Identify every line in the items below that contains the word "orange" and copy each of those lines, treating uppercase and lowercase letters as different.

## begin Records to use

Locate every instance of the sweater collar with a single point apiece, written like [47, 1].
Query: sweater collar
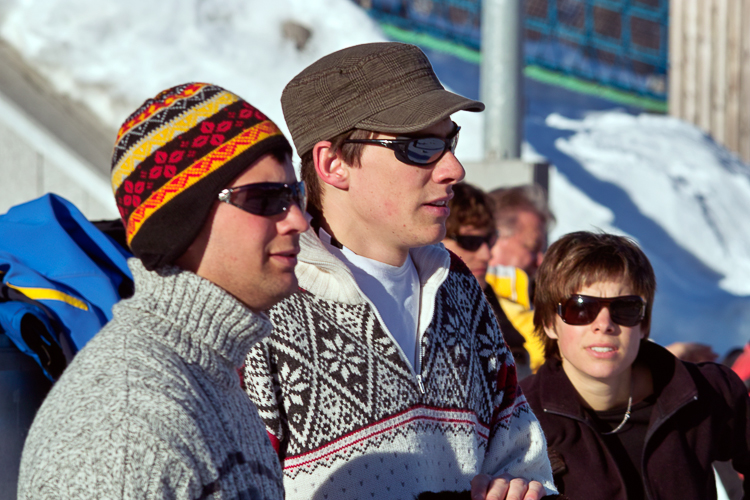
[324, 275]
[205, 323]
[672, 382]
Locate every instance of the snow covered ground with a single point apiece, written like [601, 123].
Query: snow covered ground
[661, 181]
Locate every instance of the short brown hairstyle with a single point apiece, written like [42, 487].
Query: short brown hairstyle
[509, 201]
[469, 206]
[581, 259]
[350, 153]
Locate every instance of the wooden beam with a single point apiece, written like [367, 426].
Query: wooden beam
[676, 58]
[745, 85]
[734, 74]
[705, 64]
[690, 64]
[719, 72]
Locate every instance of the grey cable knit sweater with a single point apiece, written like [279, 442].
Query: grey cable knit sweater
[152, 406]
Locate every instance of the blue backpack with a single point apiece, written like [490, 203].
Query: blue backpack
[59, 278]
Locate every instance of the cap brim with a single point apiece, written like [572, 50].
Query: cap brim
[419, 113]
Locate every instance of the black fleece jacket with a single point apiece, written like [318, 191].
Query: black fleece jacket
[702, 415]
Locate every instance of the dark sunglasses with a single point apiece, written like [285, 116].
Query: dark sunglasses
[474, 243]
[627, 310]
[266, 198]
[416, 151]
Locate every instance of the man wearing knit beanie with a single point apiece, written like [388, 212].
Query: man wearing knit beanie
[386, 375]
[152, 407]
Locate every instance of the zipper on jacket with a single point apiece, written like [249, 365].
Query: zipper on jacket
[598, 437]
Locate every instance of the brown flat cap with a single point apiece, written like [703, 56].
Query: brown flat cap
[384, 87]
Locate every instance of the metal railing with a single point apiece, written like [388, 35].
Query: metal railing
[617, 43]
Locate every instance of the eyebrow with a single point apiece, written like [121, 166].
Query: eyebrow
[418, 134]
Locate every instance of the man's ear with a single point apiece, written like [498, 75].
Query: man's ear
[330, 167]
[550, 331]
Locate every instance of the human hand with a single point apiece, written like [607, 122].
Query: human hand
[692, 352]
[484, 487]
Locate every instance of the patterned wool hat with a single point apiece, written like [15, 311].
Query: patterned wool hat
[385, 87]
[174, 155]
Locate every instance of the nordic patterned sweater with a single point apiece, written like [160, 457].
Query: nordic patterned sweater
[350, 417]
[152, 407]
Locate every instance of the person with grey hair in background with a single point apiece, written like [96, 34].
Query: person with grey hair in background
[522, 217]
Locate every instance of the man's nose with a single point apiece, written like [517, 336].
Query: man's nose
[448, 170]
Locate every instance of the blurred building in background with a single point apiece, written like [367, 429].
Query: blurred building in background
[690, 58]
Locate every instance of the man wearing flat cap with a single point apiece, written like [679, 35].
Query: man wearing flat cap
[152, 406]
[386, 375]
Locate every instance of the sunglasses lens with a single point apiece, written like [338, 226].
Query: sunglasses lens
[627, 311]
[270, 198]
[580, 310]
[583, 310]
[425, 150]
[470, 243]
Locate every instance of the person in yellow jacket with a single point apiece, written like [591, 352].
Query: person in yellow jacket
[522, 218]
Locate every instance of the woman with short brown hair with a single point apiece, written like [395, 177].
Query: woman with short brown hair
[624, 419]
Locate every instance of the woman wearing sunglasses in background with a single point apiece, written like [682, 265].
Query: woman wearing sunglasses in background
[470, 233]
[624, 418]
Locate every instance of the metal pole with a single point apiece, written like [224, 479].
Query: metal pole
[500, 78]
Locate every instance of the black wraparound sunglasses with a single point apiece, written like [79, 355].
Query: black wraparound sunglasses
[627, 310]
[416, 151]
[266, 198]
[472, 243]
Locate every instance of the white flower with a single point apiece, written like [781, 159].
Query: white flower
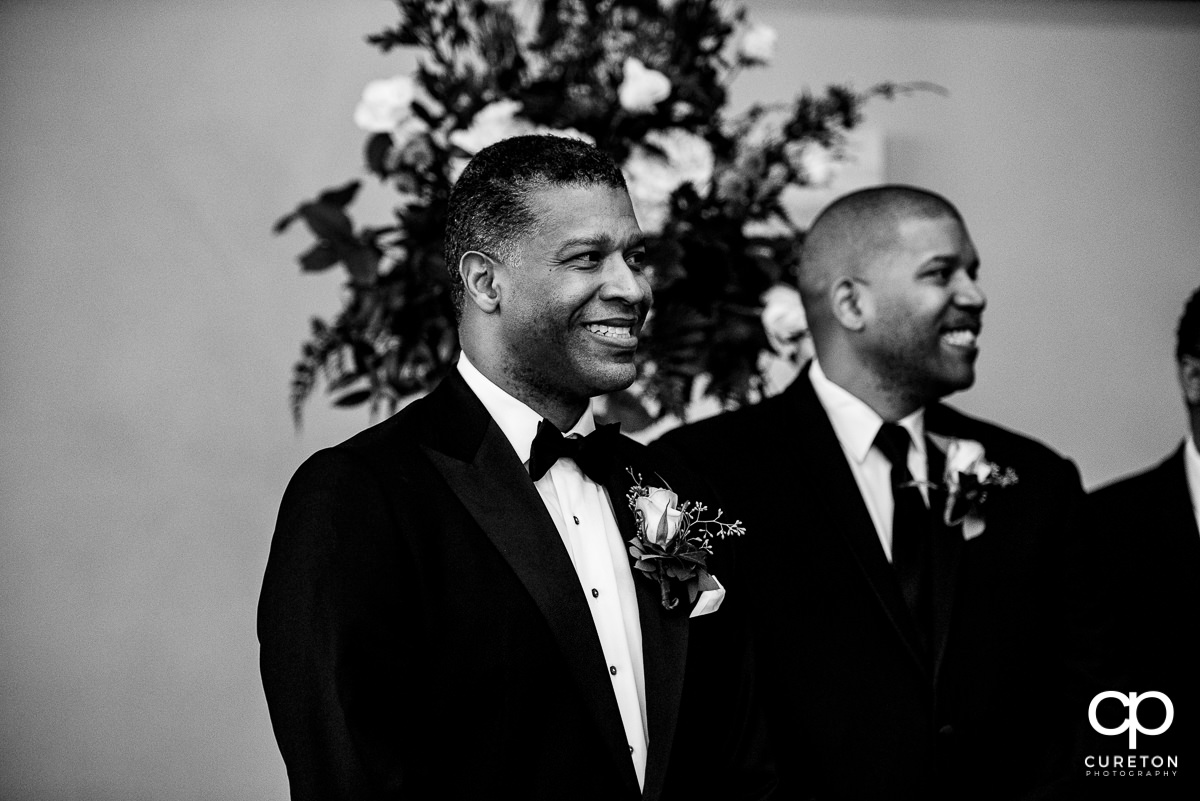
[819, 164]
[491, 124]
[642, 88]
[660, 515]
[652, 178]
[784, 319]
[757, 44]
[385, 103]
[965, 457]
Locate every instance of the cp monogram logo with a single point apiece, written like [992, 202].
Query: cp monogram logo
[1132, 723]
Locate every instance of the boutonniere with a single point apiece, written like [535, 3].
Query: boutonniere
[673, 540]
[967, 477]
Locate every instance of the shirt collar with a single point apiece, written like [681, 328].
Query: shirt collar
[1192, 470]
[855, 422]
[517, 421]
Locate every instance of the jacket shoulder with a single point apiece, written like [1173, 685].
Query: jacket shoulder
[997, 439]
[1140, 485]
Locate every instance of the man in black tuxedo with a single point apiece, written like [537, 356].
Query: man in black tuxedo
[449, 610]
[911, 637]
[1145, 541]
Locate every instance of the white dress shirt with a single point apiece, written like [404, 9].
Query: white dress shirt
[582, 513]
[856, 426]
[1192, 468]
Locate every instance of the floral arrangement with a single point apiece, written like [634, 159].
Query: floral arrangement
[643, 79]
[967, 477]
[673, 540]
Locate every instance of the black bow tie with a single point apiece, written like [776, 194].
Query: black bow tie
[595, 453]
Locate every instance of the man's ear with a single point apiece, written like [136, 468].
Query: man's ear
[1189, 379]
[847, 301]
[478, 273]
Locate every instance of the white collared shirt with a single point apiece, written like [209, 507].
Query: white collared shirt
[583, 516]
[1192, 469]
[856, 426]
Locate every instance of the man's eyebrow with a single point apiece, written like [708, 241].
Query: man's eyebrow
[600, 241]
[946, 259]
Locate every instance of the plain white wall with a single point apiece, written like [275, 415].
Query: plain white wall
[149, 320]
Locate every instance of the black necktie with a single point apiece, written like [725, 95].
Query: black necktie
[910, 528]
[595, 453]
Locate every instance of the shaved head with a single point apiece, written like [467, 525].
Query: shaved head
[889, 283]
[852, 233]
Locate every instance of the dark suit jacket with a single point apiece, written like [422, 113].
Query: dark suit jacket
[1145, 553]
[424, 633]
[856, 710]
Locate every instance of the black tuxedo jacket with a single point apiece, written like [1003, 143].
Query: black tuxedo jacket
[1145, 553]
[857, 709]
[424, 633]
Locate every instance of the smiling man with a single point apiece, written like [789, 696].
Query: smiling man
[450, 608]
[910, 559]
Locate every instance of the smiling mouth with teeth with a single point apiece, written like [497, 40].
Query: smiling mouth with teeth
[960, 338]
[612, 330]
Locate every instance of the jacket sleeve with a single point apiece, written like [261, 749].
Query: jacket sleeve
[331, 657]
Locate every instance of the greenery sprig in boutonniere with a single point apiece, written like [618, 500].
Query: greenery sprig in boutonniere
[967, 477]
[673, 540]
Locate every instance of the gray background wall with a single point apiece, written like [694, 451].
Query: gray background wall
[148, 318]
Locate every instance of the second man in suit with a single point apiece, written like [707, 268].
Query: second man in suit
[911, 559]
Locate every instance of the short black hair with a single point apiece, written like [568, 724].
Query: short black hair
[857, 226]
[1187, 338]
[487, 209]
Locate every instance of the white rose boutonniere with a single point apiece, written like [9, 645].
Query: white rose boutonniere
[673, 542]
[967, 477]
[385, 104]
[660, 513]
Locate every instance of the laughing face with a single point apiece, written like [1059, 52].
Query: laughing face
[924, 311]
[574, 302]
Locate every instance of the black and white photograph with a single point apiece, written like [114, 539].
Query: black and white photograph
[599, 399]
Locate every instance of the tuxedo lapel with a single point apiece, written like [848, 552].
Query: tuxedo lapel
[475, 458]
[664, 648]
[947, 552]
[828, 477]
[1176, 503]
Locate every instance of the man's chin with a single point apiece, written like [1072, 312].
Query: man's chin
[612, 378]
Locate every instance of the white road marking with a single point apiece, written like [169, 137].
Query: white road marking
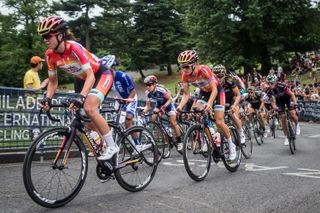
[252, 167]
[310, 173]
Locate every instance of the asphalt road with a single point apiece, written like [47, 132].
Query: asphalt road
[273, 180]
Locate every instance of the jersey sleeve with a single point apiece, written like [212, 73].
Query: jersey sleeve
[50, 60]
[78, 53]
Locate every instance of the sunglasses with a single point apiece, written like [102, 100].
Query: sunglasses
[48, 35]
[185, 66]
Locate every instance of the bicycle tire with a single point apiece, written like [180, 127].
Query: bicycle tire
[273, 127]
[161, 139]
[291, 137]
[247, 147]
[233, 165]
[256, 132]
[40, 155]
[147, 159]
[196, 138]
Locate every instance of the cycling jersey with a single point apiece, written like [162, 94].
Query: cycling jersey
[280, 90]
[161, 96]
[74, 60]
[255, 101]
[228, 85]
[122, 84]
[201, 79]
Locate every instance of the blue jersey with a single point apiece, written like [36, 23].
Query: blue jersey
[161, 95]
[123, 84]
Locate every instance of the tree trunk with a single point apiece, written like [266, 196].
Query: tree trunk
[141, 73]
[169, 69]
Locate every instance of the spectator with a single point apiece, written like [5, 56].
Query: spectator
[31, 78]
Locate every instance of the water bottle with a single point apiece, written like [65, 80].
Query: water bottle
[97, 139]
[169, 131]
[215, 134]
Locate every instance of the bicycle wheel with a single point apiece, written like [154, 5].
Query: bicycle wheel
[256, 132]
[233, 165]
[196, 153]
[273, 127]
[160, 139]
[291, 137]
[247, 147]
[135, 172]
[55, 184]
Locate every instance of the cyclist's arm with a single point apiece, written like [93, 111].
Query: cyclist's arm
[237, 94]
[52, 85]
[293, 97]
[147, 107]
[89, 82]
[185, 97]
[214, 92]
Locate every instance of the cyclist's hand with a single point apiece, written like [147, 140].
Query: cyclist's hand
[207, 107]
[155, 110]
[77, 103]
[45, 103]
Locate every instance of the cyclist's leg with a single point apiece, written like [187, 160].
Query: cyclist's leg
[96, 96]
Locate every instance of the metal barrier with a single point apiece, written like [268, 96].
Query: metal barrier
[20, 121]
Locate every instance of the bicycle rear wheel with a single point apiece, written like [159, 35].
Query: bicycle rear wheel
[136, 171]
[55, 184]
[291, 137]
[196, 153]
[256, 132]
[233, 165]
[161, 140]
[247, 147]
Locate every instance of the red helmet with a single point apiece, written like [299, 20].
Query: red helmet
[151, 79]
[52, 25]
[188, 57]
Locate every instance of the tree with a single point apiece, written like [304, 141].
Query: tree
[82, 25]
[159, 33]
[244, 33]
[19, 40]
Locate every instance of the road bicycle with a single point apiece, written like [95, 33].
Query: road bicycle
[163, 134]
[257, 127]
[247, 147]
[199, 146]
[56, 164]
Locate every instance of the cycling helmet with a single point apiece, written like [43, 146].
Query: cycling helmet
[52, 25]
[151, 79]
[109, 61]
[219, 69]
[251, 89]
[188, 57]
[272, 78]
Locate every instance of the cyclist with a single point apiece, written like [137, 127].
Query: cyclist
[233, 96]
[283, 97]
[71, 57]
[255, 102]
[164, 104]
[202, 77]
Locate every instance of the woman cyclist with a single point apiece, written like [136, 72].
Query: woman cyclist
[202, 77]
[73, 58]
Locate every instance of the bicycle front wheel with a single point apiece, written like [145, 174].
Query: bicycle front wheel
[53, 172]
[196, 153]
[247, 147]
[136, 170]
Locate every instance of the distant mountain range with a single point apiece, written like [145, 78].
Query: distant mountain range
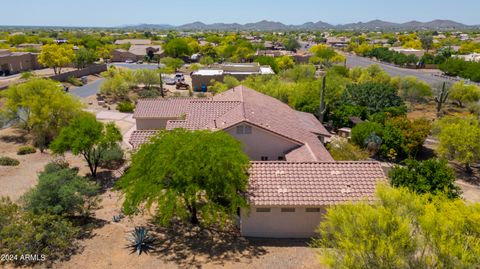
[320, 25]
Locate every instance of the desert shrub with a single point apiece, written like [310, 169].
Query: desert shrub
[149, 93]
[7, 161]
[112, 157]
[400, 229]
[74, 81]
[26, 150]
[27, 75]
[363, 131]
[63, 193]
[127, 107]
[430, 176]
[342, 150]
[55, 166]
[47, 235]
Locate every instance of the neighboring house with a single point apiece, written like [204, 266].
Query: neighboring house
[37, 47]
[267, 128]
[472, 57]
[133, 41]
[16, 62]
[338, 42]
[137, 53]
[204, 77]
[293, 178]
[289, 199]
[416, 52]
[302, 57]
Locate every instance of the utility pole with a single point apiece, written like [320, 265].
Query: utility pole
[321, 112]
[161, 85]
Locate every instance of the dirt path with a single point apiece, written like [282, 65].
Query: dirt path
[182, 249]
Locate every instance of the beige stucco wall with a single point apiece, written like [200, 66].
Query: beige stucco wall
[277, 224]
[152, 124]
[262, 143]
[19, 63]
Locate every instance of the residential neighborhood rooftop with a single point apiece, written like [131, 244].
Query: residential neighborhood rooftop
[312, 183]
[237, 105]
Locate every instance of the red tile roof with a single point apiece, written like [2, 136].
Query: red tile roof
[139, 137]
[312, 183]
[242, 104]
[161, 108]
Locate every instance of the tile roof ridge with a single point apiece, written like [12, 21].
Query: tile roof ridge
[314, 162]
[310, 150]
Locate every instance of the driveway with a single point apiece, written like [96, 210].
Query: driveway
[425, 75]
[94, 87]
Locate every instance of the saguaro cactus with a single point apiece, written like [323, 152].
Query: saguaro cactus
[441, 98]
[321, 112]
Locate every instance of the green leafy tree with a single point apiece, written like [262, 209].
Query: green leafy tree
[284, 62]
[401, 229]
[374, 96]
[342, 150]
[414, 133]
[459, 139]
[62, 192]
[84, 57]
[56, 56]
[325, 55]
[267, 60]
[187, 174]
[41, 107]
[28, 233]
[362, 131]
[177, 47]
[429, 176]
[147, 77]
[427, 41]
[291, 44]
[412, 89]
[87, 137]
[172, 63]
[464, 93]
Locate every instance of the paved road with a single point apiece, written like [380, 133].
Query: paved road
[94, 87]
[353, 60]
[89, 89]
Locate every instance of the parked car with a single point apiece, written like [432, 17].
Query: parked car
[179, 77]
[168, 81]
[182, 86]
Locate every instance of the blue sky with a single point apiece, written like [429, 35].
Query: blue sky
[176, 12]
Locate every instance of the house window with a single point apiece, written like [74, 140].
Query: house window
[240, 129]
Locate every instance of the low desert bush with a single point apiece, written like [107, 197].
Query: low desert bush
[26, 150]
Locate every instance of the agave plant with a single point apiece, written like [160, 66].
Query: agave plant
[141, 241]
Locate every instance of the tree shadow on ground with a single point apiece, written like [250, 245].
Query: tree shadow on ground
[425, 153]
[461, 173]
[16, 139]
[192, 247]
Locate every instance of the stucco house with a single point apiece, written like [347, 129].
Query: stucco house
[268, 128]
[293, 178]
[289, 199]
[133, 41]
[136, 53]
[16, 62]
[204, 77]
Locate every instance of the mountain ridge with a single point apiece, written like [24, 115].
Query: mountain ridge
[266, 25]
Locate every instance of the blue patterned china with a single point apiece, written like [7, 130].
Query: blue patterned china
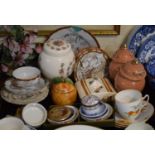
[147, 50]
[138, 35]
[150, 67]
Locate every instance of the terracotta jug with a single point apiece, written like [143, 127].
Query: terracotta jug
[131, 76]
[122, 56]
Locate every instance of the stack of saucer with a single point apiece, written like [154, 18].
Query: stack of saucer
[59, 115]
[92, 109]
[25, 87]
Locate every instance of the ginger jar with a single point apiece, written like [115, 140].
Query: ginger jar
[57, 59]
[131, 76]
[121, 57]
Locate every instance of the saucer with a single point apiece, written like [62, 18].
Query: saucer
[34, 114]
[144, 116]
[72, 118]
[27, 90]
[101, 118]
[96, 115]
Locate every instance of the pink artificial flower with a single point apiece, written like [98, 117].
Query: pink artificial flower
[4, 68]
[39, 49]
[26, 48]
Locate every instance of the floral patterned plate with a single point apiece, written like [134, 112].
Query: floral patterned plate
[145, 115]
[91, 62]
[147, 50]
[76, 36]
[138, 35]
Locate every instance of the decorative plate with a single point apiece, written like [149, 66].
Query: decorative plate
[24, 99]
[26, 90]
[101, 118]
[138, 35]
[145, 115]
[147, 50]
[90, 63]
[76, 36]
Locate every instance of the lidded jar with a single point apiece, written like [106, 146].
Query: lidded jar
[131, 76]
[122, 56]
[57, 59]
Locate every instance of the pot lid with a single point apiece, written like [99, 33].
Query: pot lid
[133, 70]
[91, 100]
[123, 55]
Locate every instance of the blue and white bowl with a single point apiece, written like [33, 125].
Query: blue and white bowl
[138, 35]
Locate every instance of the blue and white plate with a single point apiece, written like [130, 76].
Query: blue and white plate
[138, 35]
[147, 50]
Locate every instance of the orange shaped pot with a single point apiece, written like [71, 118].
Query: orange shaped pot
[131, 76]
[63, 93]
[121, 57]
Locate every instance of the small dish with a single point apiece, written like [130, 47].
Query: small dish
[59, 113]
[101, 118]
[11, 123]
[26, 73]
[94, 112]
[69, 120]
[34, 114]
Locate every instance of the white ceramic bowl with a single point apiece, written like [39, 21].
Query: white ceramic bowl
[139, 126]
[26, 73]
[11, 123]
[34, 114]
[78, 127]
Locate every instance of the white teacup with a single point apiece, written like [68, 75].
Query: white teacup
[11, 123]
[130, 102]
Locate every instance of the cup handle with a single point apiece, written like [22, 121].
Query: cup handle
[146, 98]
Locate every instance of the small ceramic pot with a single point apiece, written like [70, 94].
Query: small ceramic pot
[121, 57]
[92, 106]
[63, 94]
[57, 59]
[100, 87]
[131, 76]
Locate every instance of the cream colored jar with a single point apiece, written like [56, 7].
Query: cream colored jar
[57, 59]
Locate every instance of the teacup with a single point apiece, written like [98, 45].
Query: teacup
[130, 102]
[11, 123]
[25, 76]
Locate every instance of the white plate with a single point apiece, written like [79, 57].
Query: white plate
[145, 115]
[104, 117]
[76, 36]
[34, 114]
[90, 62]
[78, 127]
[27, 90]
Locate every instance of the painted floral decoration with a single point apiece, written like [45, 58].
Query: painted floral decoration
[17, 49]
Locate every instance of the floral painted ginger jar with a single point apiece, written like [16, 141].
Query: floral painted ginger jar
[63, 92]
[131, 76]
[121, 57]
[57, 59]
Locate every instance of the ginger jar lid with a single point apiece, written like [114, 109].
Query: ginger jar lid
[133, 70]
[123, 55]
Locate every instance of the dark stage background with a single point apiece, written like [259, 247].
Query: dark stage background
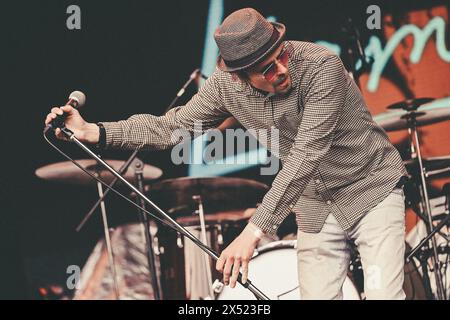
[129, 57]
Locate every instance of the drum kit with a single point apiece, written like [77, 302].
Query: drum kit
[216, 209]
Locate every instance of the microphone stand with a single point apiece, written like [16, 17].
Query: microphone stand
[94, 207]
[248, 285]
[194, 76]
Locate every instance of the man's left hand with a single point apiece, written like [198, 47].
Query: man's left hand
[238, 254]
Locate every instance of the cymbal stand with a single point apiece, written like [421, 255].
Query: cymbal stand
[416, 154]
[138, 167]
[201, 213]
[108, 240]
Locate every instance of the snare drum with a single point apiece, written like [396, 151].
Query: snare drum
[274, 271]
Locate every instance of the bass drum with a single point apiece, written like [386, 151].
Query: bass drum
[274, 271]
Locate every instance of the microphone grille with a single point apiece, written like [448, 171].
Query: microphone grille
[79, 97]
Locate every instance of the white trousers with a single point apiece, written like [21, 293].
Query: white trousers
[324, 257]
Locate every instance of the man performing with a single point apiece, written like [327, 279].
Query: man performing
[340, 174]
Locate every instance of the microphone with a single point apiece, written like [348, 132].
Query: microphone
[76, 100]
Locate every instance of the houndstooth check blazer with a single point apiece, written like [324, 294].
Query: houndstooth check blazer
[335, 158]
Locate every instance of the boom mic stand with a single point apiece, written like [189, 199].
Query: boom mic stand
[248, 285]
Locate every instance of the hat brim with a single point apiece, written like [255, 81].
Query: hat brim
[282, 32]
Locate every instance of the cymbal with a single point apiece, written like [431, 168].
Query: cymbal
[433, 165]
[67, 172]
[223, 198]
[410, 104]
[393, 120]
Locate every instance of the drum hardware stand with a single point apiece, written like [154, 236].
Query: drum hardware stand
[94, 207]
[410, 117]
[108, 239]
[138, 167]
[168, 219]
[201, 213]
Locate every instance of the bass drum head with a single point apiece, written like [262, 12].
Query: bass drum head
[274, 272]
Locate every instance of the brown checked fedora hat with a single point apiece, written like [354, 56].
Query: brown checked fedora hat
[245, 38]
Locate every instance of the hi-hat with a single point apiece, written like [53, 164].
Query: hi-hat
[67, 172]
[395, 118]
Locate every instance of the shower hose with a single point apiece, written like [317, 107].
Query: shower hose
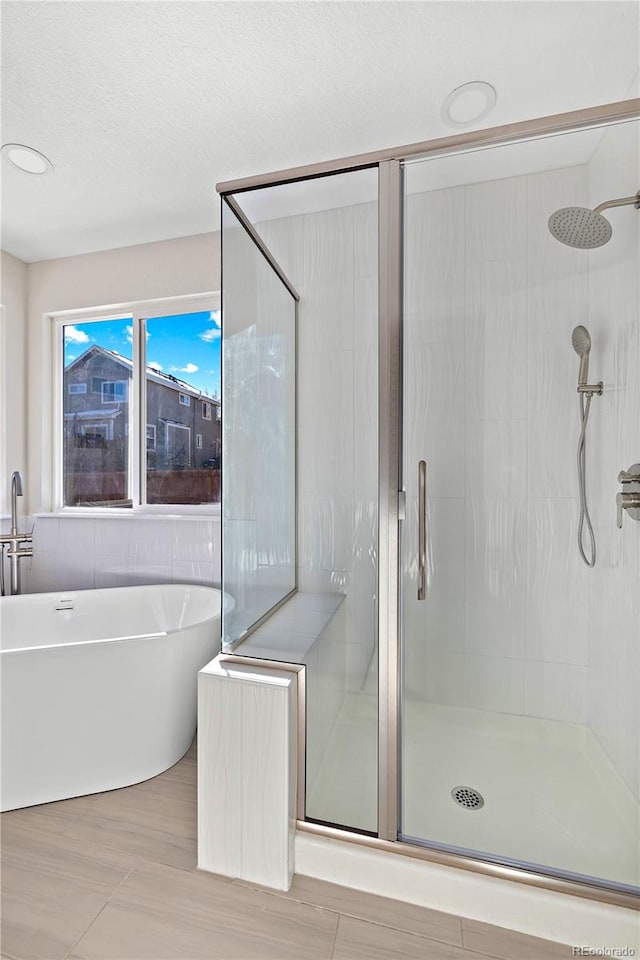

## end Records to use

__The reply__:
Locate every instance of the orange shaped pot with a single point apiece, written like [71, 118].
Query: orange shaped pot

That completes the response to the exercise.